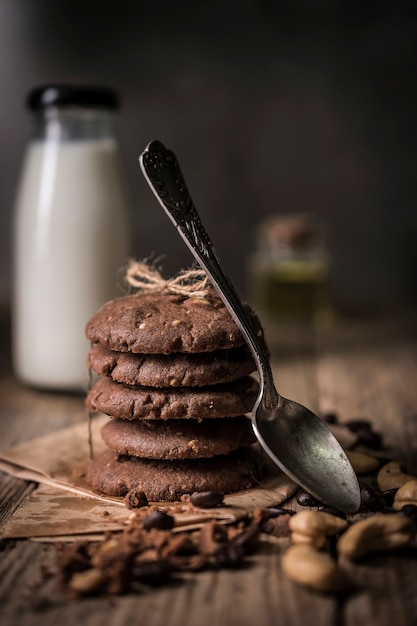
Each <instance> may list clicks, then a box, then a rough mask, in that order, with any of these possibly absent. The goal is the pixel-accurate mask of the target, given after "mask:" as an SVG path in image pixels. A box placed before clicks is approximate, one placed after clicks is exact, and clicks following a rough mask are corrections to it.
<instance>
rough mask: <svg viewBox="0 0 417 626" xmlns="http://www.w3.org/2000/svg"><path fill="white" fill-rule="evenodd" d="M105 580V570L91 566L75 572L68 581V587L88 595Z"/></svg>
mask: <svg viewBox="0 0 417 626" xmlns="http://www.w3.org/2000/svg"><path fill="white" fill-rule="evenodd" d="M103 581H104V575H103V572H102V571H101V570H99V569H96V568H91V569H87V570H84V571H83V572H76V573H75V574H73V576H72V577H71V578H70V580H69V582H68V587H69V589H70V590H71V591H75V592H76V593H79V594H83V595H84V594H85V595H87V594H89V593H93V592H94V591H96V590H97V589H98V588H99V587H100V586H101V585H102V583H103Z"/></svg>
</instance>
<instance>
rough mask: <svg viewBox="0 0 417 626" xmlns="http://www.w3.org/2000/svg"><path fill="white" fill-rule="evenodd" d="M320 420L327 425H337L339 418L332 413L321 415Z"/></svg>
mask: <svg viewBox="0 0 417 626" xmlns="http://www.w3.org/2000/svg"><path fill="white" fill-rule="evenodd" d="M321 418H322V420H324V421H325V422H326V423H327V424H337V423H338V422H339V416H338V414H337V413H334V412H333V411H331V412H329V413H323V415H322V416H321Z"/></svg>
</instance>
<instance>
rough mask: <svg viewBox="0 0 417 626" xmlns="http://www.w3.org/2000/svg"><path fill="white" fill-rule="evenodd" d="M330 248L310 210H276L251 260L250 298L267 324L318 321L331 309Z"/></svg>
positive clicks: (308, 324) (249, 268) (282, 325)
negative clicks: (324, 242)
mask: <svg viewBox="0 0 417 626" xmlns="http://www.w3.org/2000/svg"><path fill="white" fill-rule="evenodd" d="M328 273H329V260H328V254H327V251H326V250H325V248H324V246H323V244H322V242H321V239H320V233H319V232H318V229H317V226H316V224H315V223H314V220H313V219H312V218H311V216H309V215H295V216H271V217H269V218H267V219H265V220H264V221H263V222H262V223H261V224H260V226H259V229H258V236H257V249H256V251H255V253H254V255H253V256H252V258H251V260H250V266H249V282H250V299H251V303H252V305H253V306H254V307H255V309H256V310H257V312H258V313H259V315H260V317H261V319H262V320H263V321H264V322H265V324H266V325H267V326H275V327H277V326H280V327H281V328H285V327H286V326H290V325H291V326H294V325H299V326H301V325H302V326H313V327H314V326H315V325H316V324H318V323H320V321H321V320H323V319H324V318H325V317H327V312H328V298H327V280H328Z"/></svg>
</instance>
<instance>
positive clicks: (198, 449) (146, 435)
mask: <svg viewBox="0 0 417 626" xmlns="http://www.w3.org/2000/svg"><path fill="white" fill-rule="evenodd" d="M101 435H102V439H103V441H104V443H105V444H106V446H107V447H108V448H110V449H111V450H114V451H115V452H119V453H120V454H128V455H131V456H139V457H142V458H145V459H171V460H175V459H197V458H209V457H212V456H216V455H218V454H228V453H229V452H231V451H232V450H236V449H237V448H240V447H241V446H245V445H250V444H252V443H254V442H255V440H256V437H255V435H254V432H253V430H252V426H251V423H250V420H249V418H247V417H244V416H240V417H228V418H224V419H221V420H204V421H201V422H199V421H197V420H173V421H171V420H170V421H165V422H163V421H161V420H146V421H145V420H136V421H133V422H132V421H128V420H122V419H120V418H113V419H111V420H110V421H109V422H107V424H105V425H104V426H103V428H102V430H101Z"/></svg>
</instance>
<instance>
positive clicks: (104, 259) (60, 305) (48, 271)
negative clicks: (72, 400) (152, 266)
mask: <svg viewBox="0 0 417 626" xmlns="http://www.w3.org/2000/svg"><path fill="white" fill-rule="evenodd" d="M27 106H28V108H29V110H30V111H31V114H32V116H33V118H34V119H33V121H34V132H33V136H32V138H31V140H30V142H29V143H28V145H27V148H26V153H25V156H24V162H23V167H22V172H21V179H20V184H19V187H18V192H17V199H16V207H15V224H14V296H13V318H12V319H13V326H12V345H13V361H14V369H15V373H16V376H17V377H18V378H19V379H20V380H21V381H22V382H24V383H26V384H28V385H31V386H35V387H42V388H45V389H49V390H61V391H82V390H85V389H86V387H87V385H88V369H87V365H86V358H87V352H88V347H89V346H88V342H87V340H86V338H85V335H84V328H85V324H86V322H87V321H88V319H89V318H90V316H91V315H92V314H93V312H94V311H96V310H97V309H98V308H99V307H100V306H101V305H102V304H103V303H104V302H106V301H107V300H109V299H111V298H113V297H115V296H117V295H120V289H119V288H120V282H121V274H120V270H121V268H122V267H123V266H124V265H125V264H126V262H127V260H128V256H129V248H130V242H129V224H128V207H127V196H126V191H125V186H124V182H123V179H122V172H121V166H120V163H119V151H118V143H117V140H116V137H115V134H114V129H113V122H114V117H115V113H116V111H117V109H118V106H119V100H118V96H117V93H115V92H114V91H113V90H111V89H107V88H93V87H77V86H65V85H47V86H43V87H38V88H35V89H34V90H32V91H31V92H30V93H29V94H28V98H27Z"/></svg>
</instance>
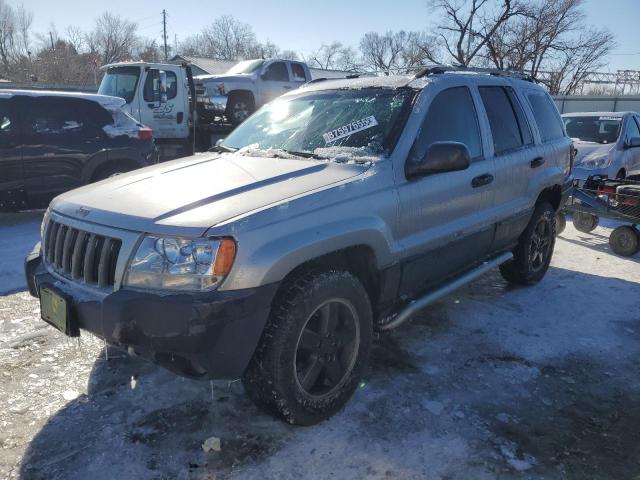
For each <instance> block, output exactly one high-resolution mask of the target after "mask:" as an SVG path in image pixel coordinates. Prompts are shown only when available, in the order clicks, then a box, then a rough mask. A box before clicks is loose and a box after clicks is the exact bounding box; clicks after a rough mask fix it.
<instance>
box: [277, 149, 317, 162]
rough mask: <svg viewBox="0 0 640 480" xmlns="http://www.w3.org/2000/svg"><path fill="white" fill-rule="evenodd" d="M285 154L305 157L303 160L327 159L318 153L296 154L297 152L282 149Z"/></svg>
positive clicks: (299, 152) (297, 152) (300, 153)
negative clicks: (303, 159) (285, 153)
mask: <svg viewBox="0 0 640 480" xmlns="http://www.w3.org/2000/svg"><path fill="white" fill-rule="evenodd" d="M282 151H283V152H285V153H288V154H289V155H295V156H296V157H303V158H314V159H316V160H326V159H327V157H323V156H321V155H318V154H317V153H313V152H296V151H295V150H285V149H282Z"/></svg>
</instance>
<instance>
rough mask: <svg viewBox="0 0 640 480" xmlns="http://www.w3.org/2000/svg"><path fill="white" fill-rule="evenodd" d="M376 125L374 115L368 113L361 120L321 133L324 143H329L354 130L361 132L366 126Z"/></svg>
mask: <svg viewBox="0 0 640 480" xmlns="http://www.w3.org/2000/svg"><path fill="white" fill-rule="evenodd" d="M376 125H378V121H377V120H376V117H374V116H373V115H369V116H368V117H366V118H363V119H362V120H356V121H355V122H351V123H347V124H346V125H344V126H342V127H339V128H336V129H335V130H331V131H330V132H327V133H323V134H322V136H323V138H324V141H325V142H326V143H331V142H335V141H336V140H339V139H341V138H344V137H348V136H349V135H353V134H354V133H356V132H361V131H362V130H366V129H367V128H371V127H375V126H376Z"/></svg>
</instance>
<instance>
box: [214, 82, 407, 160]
mask: <svg viewBox="0 0 640 480" xmlns="http://www.w3.org/2000/svg"><path fill="white" fill-rule="evenodd" d="M414 92H415V91H414V90H413V89H409V88H400V89H391V88H364V89H357V90H356V89H354V90H328V91H322V92H309V93H306V94H301V95H297V96H295V97H291V98H282V99H279V100H276V101H274V102H272V103H269V104H267V105H265V106H264V107H262V108H261V109H260V110H259V111H258V112H256V113H255V114H254V115H253V116H251V117H250V118H249V119H248V120H246V121H245V122H244V123H242V124H241V125H240V126H239V127H238V128H236V129H235V130H234V131H233V132H232V133H231V134H230V135H229V136H228V137H227V138H226V139H225V140H224V142H223V143H222V147H226V148H228V149H234V150H236V149H239V150H241V151H243V152H248V154H251V155H256V154H258V153H259V152H262V156H281V155H282V154H289V155H295V156H306V157H311V156H313V157H316V158H327V159H340V160H349V159H350V158H354V157H360V158H361V159H362V158H364V159H367V160H375V159H378V158H380V157H383V156H386V155H388V154H389V153H390V152H391V150H392V149H393V147H394V145H395V141H396V139H397V136H398V135H399V133H400V131H401V130H402V127H403V125H404V120H405V119H406V115H404V113H405V112H406V111H407V110H408V107H409V105H410V104H411V99H412V98H413V95H414Z"/></svg>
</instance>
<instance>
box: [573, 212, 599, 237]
mask: <svg viewBox="0 0 640 480" xmlns="http://www.w3.org/2000/svg"><path fill="white" fill-rule="evenodd" d="M599 221H600V219H599V218H598V216H597V215H591V214H590V213H583V212H576V213H574V214H573V220H572V222H573V226H574V227H575V229H576V230H578V231H579V232H582V233H589V232H591V231H593V230H595V228H596V227H597V226H598V222H599Z"/></svg>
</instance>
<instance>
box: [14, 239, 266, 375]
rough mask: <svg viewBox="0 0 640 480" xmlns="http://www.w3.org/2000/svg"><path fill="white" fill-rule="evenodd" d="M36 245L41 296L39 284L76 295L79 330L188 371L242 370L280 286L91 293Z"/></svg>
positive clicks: (252, 348)
mask: <svg viewBox="0 0 640 480" xmlns="http://www.w3.org/2000/svg"><path fill="white" fill-rule="evenodd" d="M38 250H39V247H38V249H37V250H34V252H33V253H32V254H30V255H29V256H28V257H27V259H26V261H25V271H26V276H27V282H28V285H29V292H30V293H31V294H32V295H33V296H36V297H38V294H39V291H40V285H43V284H49V285H53V286H54V287H55V288H57V289H59V290H60V291H61V292H62V293H63V294H65V295H67V297H69V298H70V299H71V308H70V314H71V318H72V321H73V322H76V325H77V327H79V328H80V329H81V330H85V331H88V332H91V333H93V334H94V335H96V336H98V337H100V338H102V339H104V340H106V342H107V343H109V344H111V345H114V346H116V347H119V348H121V349H123V350H126V351H128V352H129V353H134V354H136V355H139V356H141V357H144V358H146V359H148V360H150V361H152V362H154V363H156V364H158V365H161V366H163V367H165V368H167V369H169V370H171V371H173V372H175V373H178V374H180V375H184V376H188V377H198V378H210V379H235V378H239V377H240V376H241V375H242V373H243V372H244V370H245V368H246V367H247V365H248V364H249V360H250V359H251V357H252V355H253V352H254V350H255V348H256V346H257V345H258V341H259V340H260V336H261V335H262V331H263V329H264V326H265V324H266V322H267V317H268V315H269V310H270V306H271V301H272V299H273V297H274V295H275V292H276V290H277V287H278V285H277V284H271V285H266V286H263V287H259V288H255V289H246V290H235V291H215V292H207V293H167V294H162V295H161V294H156V293H147V292H140V291H134V290H117V291H114V292H111V293H106V294H100V293H97V292H96V293H93V294H92V293H91V292H88V291H87V290H86V289H81V288H80V287H79V286H77V285H74V284H73V283H72V282H71V281H67V280H64V279H61V278H60V277H58V276H54V275H52V274H51V273H50V272H49V271H48V270H47V269H46V267H45V266H44V264H43V261H42V257H41V256H40V253H39V251H38Z"/></svg>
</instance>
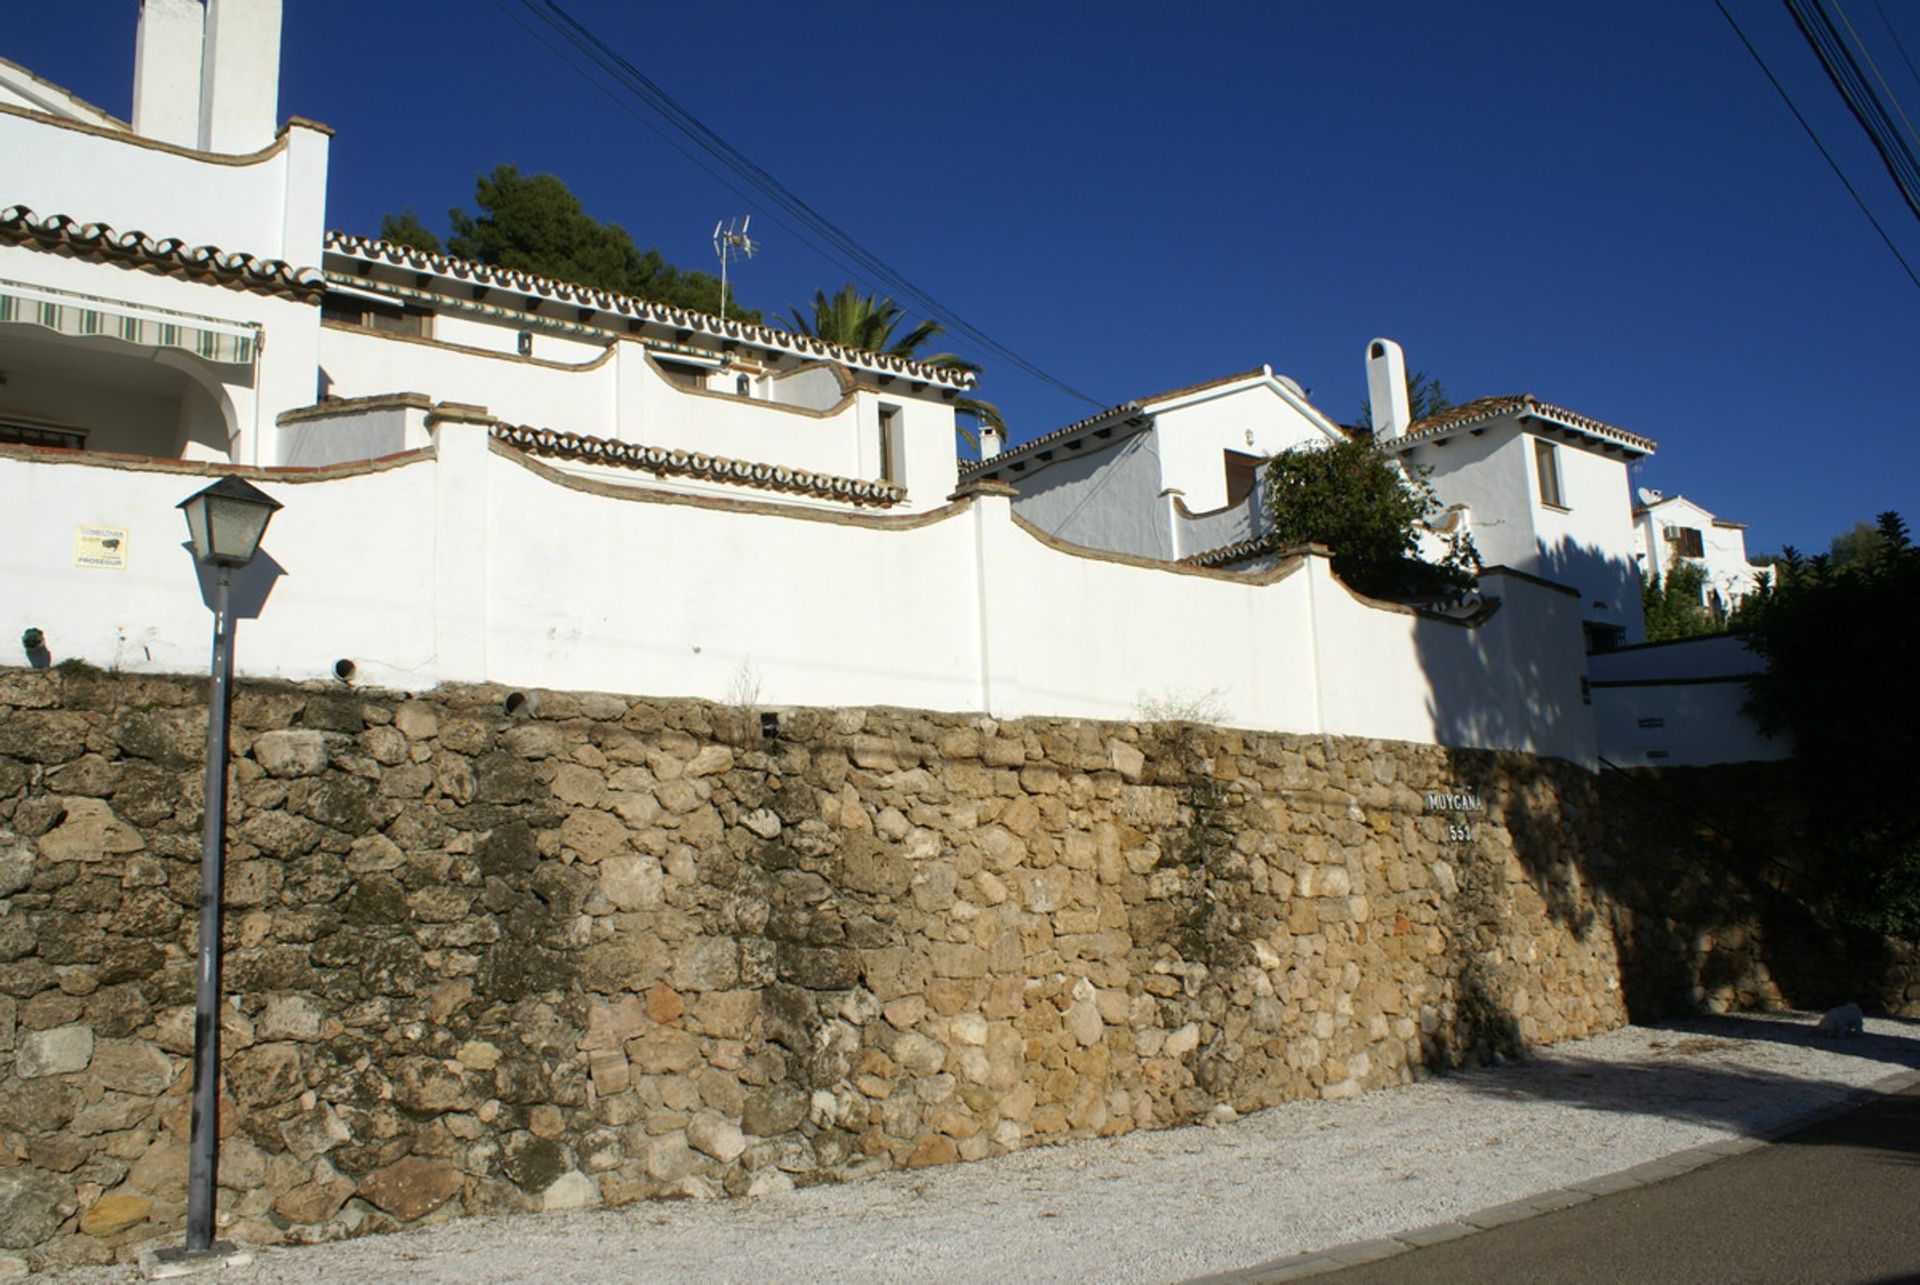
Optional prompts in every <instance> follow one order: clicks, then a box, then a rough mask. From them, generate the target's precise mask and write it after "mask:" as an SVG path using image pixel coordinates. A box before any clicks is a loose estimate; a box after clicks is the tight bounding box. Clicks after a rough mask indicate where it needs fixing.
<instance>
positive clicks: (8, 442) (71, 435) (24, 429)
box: [0, 419, 86, 451]
mask: <svg viewBox="0 0 1920 1285" xmlns="http://www.w3.org/2000/svg"><path fill="white" fill-rule="evenodd" d="M0 442H6V444H8V446H63V448H67V449H69V451H84V449H86V434H84V432H81V430H79V428H54V426H52V424H23V423H19V421H15V419H0Z"/></svg>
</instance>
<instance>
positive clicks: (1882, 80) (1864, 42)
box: [1834, 0, 1920, 142]
mask: <svg viewBox="0 0 1920 1285" xmlns="http://www.w3.org/2000/svg"><path fill="white" fill-rule="evenodd" d="M1834 12H1836V13H1839V21H1843V23H1845V25H1847V35H1849V36H1853V46H1855V48H1857V50H1860V58H1864V60H1866V69H1868V71H1872V73H1874V79H1876V81H1880V92H1884V94H1885V96H1887V102H1891V104H1893V109H1895V111H1897V113H1899V117H1901V125H1905V127H1907V136H1908V138H1912V140H1914V142H1920V133H1914V123H1912V121H1910V119H1907V108H1903V106H1901V98H1899V94H1895V92H1893V86H1891V85H1887V77H1884V75H1880V63H1876V61H1874V52H1872V50H1870V48H1866V40H1862V38H1860V33H1859V31H1855V29H1853V19H1851V17H1847V6H1843V4H1841V2H1839V0H1834Z"/></svg>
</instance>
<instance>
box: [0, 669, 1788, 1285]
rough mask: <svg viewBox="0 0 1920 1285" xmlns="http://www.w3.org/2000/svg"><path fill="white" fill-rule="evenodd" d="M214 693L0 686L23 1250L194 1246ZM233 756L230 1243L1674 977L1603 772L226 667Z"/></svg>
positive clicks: (1124, 1126)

### Try it
Show each line of the data above that contains the word "order". Uppercase and lowercase count as different.

### Response below
Each <instance> may list clicks, then a box, then a rough mask, in that order, with any of these possibly absent. The goal is the pixel-accurate mask of the target, given after "mask:" as an SVG path in image pixels. A box placed before clicks is approximate, one placed after clicks is exact, and clicks following a rough mask are corrections to it.
For each <instance> block, output exactly one high-resolution mask of the target after "mask:" as an SVG path in image pixel coordinates. Prompts are shown only when available, in the order clicks, then a box, then a rough mask. A box before clicks is loose and a box after clicks is the exact bounding box; clicks after a rough mask fix it.
Optional prompts in every <instance> follow one order: clicks, then a box, then a rough mask. From them, generate the target's precise mask and write it after "mask:" as an SVG path using image pixel coordinates. A box before any clicks is a loose estimate; a box after clicks is the tight bounding box. Clicks after a rough mask indicate where it needs fixing.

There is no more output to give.